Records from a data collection
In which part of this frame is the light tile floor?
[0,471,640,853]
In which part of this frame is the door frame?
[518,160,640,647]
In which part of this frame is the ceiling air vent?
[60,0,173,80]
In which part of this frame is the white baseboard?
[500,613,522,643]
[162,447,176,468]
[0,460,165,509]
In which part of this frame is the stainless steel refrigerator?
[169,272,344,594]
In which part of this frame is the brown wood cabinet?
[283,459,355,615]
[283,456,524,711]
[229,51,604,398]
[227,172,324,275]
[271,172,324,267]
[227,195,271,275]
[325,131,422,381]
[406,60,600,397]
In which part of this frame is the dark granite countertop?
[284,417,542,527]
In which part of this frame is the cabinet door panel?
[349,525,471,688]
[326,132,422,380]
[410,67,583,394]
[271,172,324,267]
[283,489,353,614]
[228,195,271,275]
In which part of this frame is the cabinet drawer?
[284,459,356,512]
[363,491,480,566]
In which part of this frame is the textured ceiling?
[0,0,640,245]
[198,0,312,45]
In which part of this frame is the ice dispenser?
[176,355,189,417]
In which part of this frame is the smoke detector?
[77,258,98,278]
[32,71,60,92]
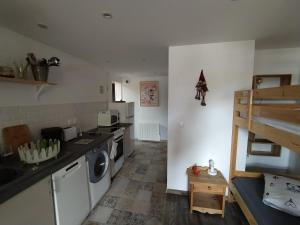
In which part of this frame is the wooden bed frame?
[228,85,300,225]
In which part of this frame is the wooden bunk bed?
[229,85,300,225]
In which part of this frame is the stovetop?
[88,126,123,134]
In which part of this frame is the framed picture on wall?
[140,81,159,107]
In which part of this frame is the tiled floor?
[84,142,247,225]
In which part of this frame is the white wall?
[167,41,255,190]
[0,27,107,106]
[113,76,168,140]
[247,48,300,172]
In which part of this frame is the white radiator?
[139,123,160,141]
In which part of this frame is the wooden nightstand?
[187,167,227,217]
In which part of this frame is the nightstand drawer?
[193,184,224,194]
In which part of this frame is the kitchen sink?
[0,168,22,186]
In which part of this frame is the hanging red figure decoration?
[195,70,208,106]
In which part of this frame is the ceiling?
[0,0,300,75]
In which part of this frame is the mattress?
[232,177,300,225]
[252,116,300,135]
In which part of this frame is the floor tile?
[89,206,113,223]
[83,141,248,225]
[100,195,119,209]
[136,190,152,202]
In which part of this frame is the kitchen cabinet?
[124,126,134,158]
[0,176,55,225]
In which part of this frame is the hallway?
[84,142,248,225]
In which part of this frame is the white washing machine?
[86,144,111,210]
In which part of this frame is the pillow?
[263,174,300,216]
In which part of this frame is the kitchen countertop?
[0,132,112,204]
[119,123,133,129]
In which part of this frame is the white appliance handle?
[114,135,123,142]
[52,177,61,193]
[62,161,81,179]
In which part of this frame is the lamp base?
[208,169,217,176]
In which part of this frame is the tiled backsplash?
[0,102,108,152]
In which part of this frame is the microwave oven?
[98,110,120,127]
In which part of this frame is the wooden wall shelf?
[0,77,56,85]
[0,77,56,99]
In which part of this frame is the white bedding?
[252,116,300,135]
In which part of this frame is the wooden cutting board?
[2,125,31,153]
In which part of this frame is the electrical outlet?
[99,85,104,94]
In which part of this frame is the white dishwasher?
[52,156,90,225]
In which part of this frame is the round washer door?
[90,151,109,183]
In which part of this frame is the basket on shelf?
[18,139,60,164]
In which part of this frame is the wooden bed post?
[228,93,239,202]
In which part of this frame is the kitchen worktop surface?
[0,130,112,204]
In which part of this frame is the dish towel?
[110,141,118,159]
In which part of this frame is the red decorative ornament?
[195,70,208,106]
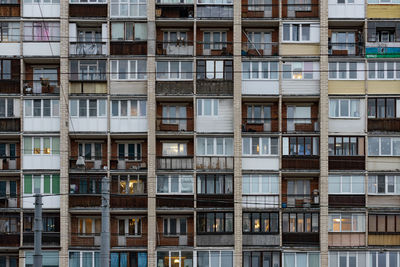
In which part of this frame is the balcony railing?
[196,156,233,170]
[157,156,193,170]
[242,42,279,57]
[157,41,193,56]
[242,118,279,133]
[24,79,60,95]
[69,42,107,56]
[157,118,193,132]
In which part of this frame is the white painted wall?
[22,194,60,209]
[242,156,279,170]
[69,117,107,132]
[111,117,147,133]
[22,154,60,170]
[22,42,60,57]
[196,99,233,133]
[22,3,60,18]
[242,80,279,95]
[0,43,21,56]
[328,0,365,19]
[24,117,60,132]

### Task prompt
Reproduce every line of the material above exactly as it stands, with the pictures left out.

### Result
In which part of this frame is the light tile floor?
[0,471,640,853]
In which part of this frame is the door frame?
[518,160,640,647]
In which part of this frame is the ceiling air vent?
[60,0,173,80]
In which part of this frame is the white baseboard?
[500,613,522,643]
[162,447,176,468]
[0,460,165,509]
In which part of this frame is the stainless steel refrigerator?
[169,272,344,594]
In which part of this frame is the brown wood cabinet?
[283,459,355,615]
[283,456,524,711]
[229,51,604,398]
[227,172,324,275]
[271,172,324,267]
[227,195,271,275]
[325,131,422,381]
[406,60,600,397]
In which part of this frame is the dark granite countertop?
[284,417,542,527]
In which part of this frame is the cabinet door panel?
[349,525,471,688]
[326,132,422,380]
[410,67,583,394]
[271,172,324,267]
[283,489,353,614]
[228,195,271,275]
In which part of this frame is the cabinet drawer?
[284,459,356,512]
[363,491,480,566]
In which part of this frame is the textured ceiling?
[0,0,640,245]
[198,0,312,45]
In which part of this frame is the ice dispenser?
[176,355,189,417]
In which part of this frame is the smoke detector?
[77,258,98,278]
[32,71,60,92]
In which part of this frame is the wooden bed frame?
[228,85,300,225]
In which part of this frame is the wooden bunk bed?
[229,85,300,225]
In which part of this frame is the stovetop?
[88,126,123,134]
In which part of this frame is the framed picture on wall?
[140,81,159,107]
In which part of this frame is the tiled floor?
[84,142,247,225]
In which part of this frame is the white wall?
[167,41,255,190]
[0,27,107,106]
[113,76,168,140]
[247,48,300,172]
In which part of this frame is the white radiator?
[139,123,160,141]
In which part of this frame is the wooden nightstand?
[187,167,227,217]
In which part of this frame is the nightstand drawer?
[193,184,224,194]
In which part of this frame is the kitchen sink?
[0,168,22,186]
In which part of this frame is the hanging red figure decoration?
[195,70,208,106]
In which part of this frame is the ceiling?
[0,0,300,75]
In which part of this frame is the mattress?
[232,177,300,225]
[252,116,300,135]
In which part of this frame is the floor tile?
[89,206,113,223]
[83,141,248,225]
[100,195,119,209]
[136,190,152,202]
In which part of this frame is the kitchen cabinet?
[124,126,134,158]
[0,176,55,225]
In which part of this frame is the hallway?
[84,142,248,225]
In which part of this frame is the white washing machine?
[86,144,111,210]
In which part of this frame is the pillow?
[263,174,300,216]
In which part of this frame is the kitchen countertop?
[0,132,112,204]
[119,123,133,129]
In which part of this frame is the white appliance handle?
[114,135,123,142]
[52,177,61,193]
[62,161,81,179]
In which part of this frame is the lamp base?
[208,169,217,176]
In which part of this frame is the tiled backsplash?
[0,102,108,152]
In which part of this frame is the microwave oven?
[98,110,120,127]
In which part of this frame is the wooden wall shelf?
[0,77,56,85]
[0,77,56,99]
In which part of this frame is the white bedding?
[252,116,300,135]
In which part of this frame is the wooden cutting board?
[2,125,31,153]
In which part of this frame is the electrical outlet?
[99,85,104,94]
In which part of this frame is the white dishwasher?
[52,156,90,225]
In which part of this frame is the round washer door?
[90,151,109,183]
In which part of this frame is the basket on shelf?
[18,139,60,164]
In which part of this frame is the wooden bed post?
[228,93,239,202]
In which part of this frame is the kitchen worktop surface?
[0,130,112,204]
In which part of this frame is the dish towel?
[110,141,118,159]
In which part of this frame is the red decorative ornament?
[195,70,208,106]
In which part of this frame is the balcony railing?
[196,156,233,170]
[157,156,193,170]
[242,42,279,57]
[157,41,193,56]
[242,118,279,133]
[24,79,60,95]
[69,42,107,56]
[157,118,193,132]
In which part of this frame is the white painted wall?
[22,194,60,209]
[242,156,279,170]
[69,117,107,132]
[111,117,147,133]
[22,154,60,170]
[22,42,60,57]
[196,99,233,133]
[22,3,60,18]
[242,80,279,95]
[0,43,21,56]
[328,0,365,19]
[24,117,60,132]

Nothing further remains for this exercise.